§ **Instruction**
Transcribe the material below exactly as it appears.

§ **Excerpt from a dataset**
== == ==
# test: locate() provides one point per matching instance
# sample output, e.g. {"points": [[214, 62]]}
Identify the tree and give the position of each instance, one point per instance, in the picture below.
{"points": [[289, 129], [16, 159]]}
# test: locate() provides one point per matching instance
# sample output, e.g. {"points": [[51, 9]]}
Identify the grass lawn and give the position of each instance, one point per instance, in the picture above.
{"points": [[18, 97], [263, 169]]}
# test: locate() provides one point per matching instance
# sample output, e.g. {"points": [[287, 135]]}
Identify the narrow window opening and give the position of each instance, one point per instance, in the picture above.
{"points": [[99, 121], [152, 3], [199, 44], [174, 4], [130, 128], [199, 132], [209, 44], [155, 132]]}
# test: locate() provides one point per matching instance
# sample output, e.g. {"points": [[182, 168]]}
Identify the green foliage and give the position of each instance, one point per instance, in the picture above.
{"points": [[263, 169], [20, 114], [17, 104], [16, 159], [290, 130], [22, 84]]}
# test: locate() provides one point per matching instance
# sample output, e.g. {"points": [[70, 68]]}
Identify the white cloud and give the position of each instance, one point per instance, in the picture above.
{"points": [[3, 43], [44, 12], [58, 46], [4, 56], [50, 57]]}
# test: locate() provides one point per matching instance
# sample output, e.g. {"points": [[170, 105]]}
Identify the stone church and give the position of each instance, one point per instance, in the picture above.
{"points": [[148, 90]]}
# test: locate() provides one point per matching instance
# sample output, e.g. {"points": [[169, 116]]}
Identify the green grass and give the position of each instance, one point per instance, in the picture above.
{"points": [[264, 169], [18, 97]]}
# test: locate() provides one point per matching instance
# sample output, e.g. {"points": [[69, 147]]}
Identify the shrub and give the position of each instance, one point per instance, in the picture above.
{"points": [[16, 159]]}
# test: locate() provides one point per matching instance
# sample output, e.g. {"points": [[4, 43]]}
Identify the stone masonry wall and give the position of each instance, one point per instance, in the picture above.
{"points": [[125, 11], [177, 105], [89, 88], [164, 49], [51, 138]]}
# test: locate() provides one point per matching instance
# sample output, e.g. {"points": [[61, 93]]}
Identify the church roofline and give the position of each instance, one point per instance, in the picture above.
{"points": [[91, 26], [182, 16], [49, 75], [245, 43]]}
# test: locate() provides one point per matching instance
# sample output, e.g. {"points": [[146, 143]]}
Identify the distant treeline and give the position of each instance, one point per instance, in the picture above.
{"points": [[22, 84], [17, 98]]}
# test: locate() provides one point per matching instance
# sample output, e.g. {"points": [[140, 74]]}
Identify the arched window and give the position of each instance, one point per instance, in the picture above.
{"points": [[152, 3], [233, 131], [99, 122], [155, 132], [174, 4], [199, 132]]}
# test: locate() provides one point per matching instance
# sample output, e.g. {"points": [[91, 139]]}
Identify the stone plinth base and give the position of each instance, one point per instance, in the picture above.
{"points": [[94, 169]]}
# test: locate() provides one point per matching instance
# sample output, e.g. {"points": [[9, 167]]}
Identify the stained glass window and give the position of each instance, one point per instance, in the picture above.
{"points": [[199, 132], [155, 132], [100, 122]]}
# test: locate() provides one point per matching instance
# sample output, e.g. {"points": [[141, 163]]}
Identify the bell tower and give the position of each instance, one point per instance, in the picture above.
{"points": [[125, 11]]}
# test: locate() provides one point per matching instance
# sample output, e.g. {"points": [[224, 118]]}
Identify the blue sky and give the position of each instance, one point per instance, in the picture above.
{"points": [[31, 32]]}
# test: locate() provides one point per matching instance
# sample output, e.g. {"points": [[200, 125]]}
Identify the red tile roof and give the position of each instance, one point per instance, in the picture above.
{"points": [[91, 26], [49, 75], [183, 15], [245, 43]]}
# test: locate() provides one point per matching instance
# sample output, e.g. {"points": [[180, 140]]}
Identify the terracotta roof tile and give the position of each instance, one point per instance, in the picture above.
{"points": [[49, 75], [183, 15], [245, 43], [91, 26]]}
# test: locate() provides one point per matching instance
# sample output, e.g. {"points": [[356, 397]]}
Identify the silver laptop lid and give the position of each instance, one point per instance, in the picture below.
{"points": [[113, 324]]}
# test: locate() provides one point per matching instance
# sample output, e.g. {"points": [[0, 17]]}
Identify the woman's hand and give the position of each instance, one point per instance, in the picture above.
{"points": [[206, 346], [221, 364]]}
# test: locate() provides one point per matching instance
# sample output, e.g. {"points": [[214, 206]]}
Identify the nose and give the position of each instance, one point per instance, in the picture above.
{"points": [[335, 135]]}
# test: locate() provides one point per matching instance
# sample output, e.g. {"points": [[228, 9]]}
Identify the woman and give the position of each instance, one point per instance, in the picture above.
== == ==
§ **Worked answer**
# test: locate() provides one point per matching instance
# sample output, e.g. {"points": [[214, 62]]}
Identify the tree and give the position of each instance, one point per instance, in the picture below.
{"points": [[289, 129], [16, 159]]}
# test: locate() provides one point per matching instance
# sample output, e.g. {"points": [[51, 9]]}
Identify the grass lawn and give the position of each instance, one point per instance, in the picture above.
{"points": [[18, 97], [263, 169]]}
# test: locate() provides one point per matching instance
# sample output, e.g. {"points": [[287, 135]]}
Identify the narrow window opening and give the position of each instance, one point per instance, in the picture above.
{"points": [[99, 121], [152, 3], [199, 44], [174, 4], [130, 128], [199, 132], [209, 44], [155, 132]]}
# test: locate() provides one point per matching instance
# sample output, e.g. {"points": [[182, 168]]}
Identify the green foliage and give the position of each instance, one point per instance, in the picture above.
{"points": [[263, 169], [20, 114], [17, 104], [16, 159], [290, 130], [22, 84]]}
# test: locate() provides one point per matching instance
# sample output, e.g. {"points": [[70, 68]]}
Identify the white cloud and give the position of each instance, one point per instance, in the picture above.
{"points": [[3, 43], [44, 12], [58, 46], [4, 56], [50, 57]]}
# test: locate() provides one point per matching instance
# sample output, e.g. {"points": [[170, 105]]}
Identify the stone church and give the position of each instance, one point per instance, in the picture above.
{"points": [[148, 90]]}
# test: locate() provides one point per matching instance
# sample output, e.g. {"points": [[169, 116]]}
Identify the green grass and give the position of each instance, one point per instance, in the picture above.
{"points": [[264, 169], [18, 97]]}
# test: locate() provides one point per matching instance
# sample output, e.g. {"points": [[69, 147]]}
Identify the shrub and give the position of each instance, one point per instance, in the picture above.
{"points": [[16, 159]]}
# test: locate() provides one point per matching instance
# sample output, e.g. {"points": [[4, 43]]}
Identify the stone masonry wall and give the position of each instance, one point per instance, in the picture above.
{"points": [[125, 11], [177, 105], [89, 88], [164, 49], [51, 138]]}
# test: locate() provides one point per matching instance
# sample output, e.g. {"points": [[61, 93]]}
Identify the church roofline and give the position of each instance, one point per instance, in the picture above.
{"points": [[91, 26], [182, 16], [49, 75], [245, 43]]}
# test: locate() provides one point per matching instance
# sample output, e.g. {"points": [[146, 143]]}
Identify the distant treeline and give the position of each instance, one point per instance, in the picture above.
{"points": [[22, 84], [17, 98]]}
# test: locate() provides one point per matching instance
# sample output, e.g. {"points": [[140, 74]]}
Identify the arched window and give the position of each instance, one point per instance, in the picture above.
{"points": [[152, 3], [233, 131], [99, 122], [155, 132], [174, 4], [199, 132]]}
# test: locate() provides one point per matching instance
# sample output, e.g. {"points": [[91, 139]]}
Identify the stone plinth base and give the position of each instance, one point per instance, in the picture above.
{"points": [[94, 169]]}
# test: locate() provides one point per matching instance
# sample output, e.g. {"points": [[9, 167]]}
Identify the stained glass window and give the position of each instance, one point per instance, in the picture above.
{"points": [[199, 132], [155, 132], [100, 122]]}
# test: locate() provides one point per matching instance
# sample output, e.g. {"points": [[141, 163]]}
Identify the bell tower and give the position of each instance, one point per instance, in the picture above.
{"points": [[125, 11]]}
# test: locate() provides one point per matching instance
# sample output, e.g. {"points": [[224, 118]]}
Identify the blue sky and give the position of each instance, one point per instance, in the picture above.
{"points": [[31, 32]]}
# test: locate() provides one point per matching instance
# sample output, e.g. {"points": [[200, 125]]}
Identify the red tile roof and give the position of each instance, one point per instance, in the picture above.
{"points": [[91, 26], [49, 75], [183, 15], [245, 43]]}
# test: locate() provides one point per matching instance
# sample output, e.g. {"points": [[180, 140]]}
Identify the terracotta roof tile and give the position of each instance, one point per instance, in the picture above.
{"points": [[49, 75], [183, 15], [245, 43], [91, 26]]}
# test: locate() provides one point per matching instance
# sample output, e.g. {"points": [[356, 397]]}
Identify the silver laptop lid and give the position of each instance, one point per instance, in the picture below.
{"points": [[113, 324]]}
# test: locate() provides one point per matching instance
# sample output, e.g. {"points": [[0, 17]]}
Identify the woman's hand and give the position of each instance, one point per instance, in the picture above.
{"points": [[206, 346], [221, 364]]}
# test: locate() provides one point per matching instance
# sample output, e.g. {"points": [[214, 206]]}
Identify the nose and give the position of each instance, one point per instance, in the picture above.
{"points": [[335, 135]]}
# test: locate() provides one point per matching instance
# sample output, e.g. {"points": [[228, 9]]}
Identify the woman and give the position of each instance, one point per instance, in the picture above.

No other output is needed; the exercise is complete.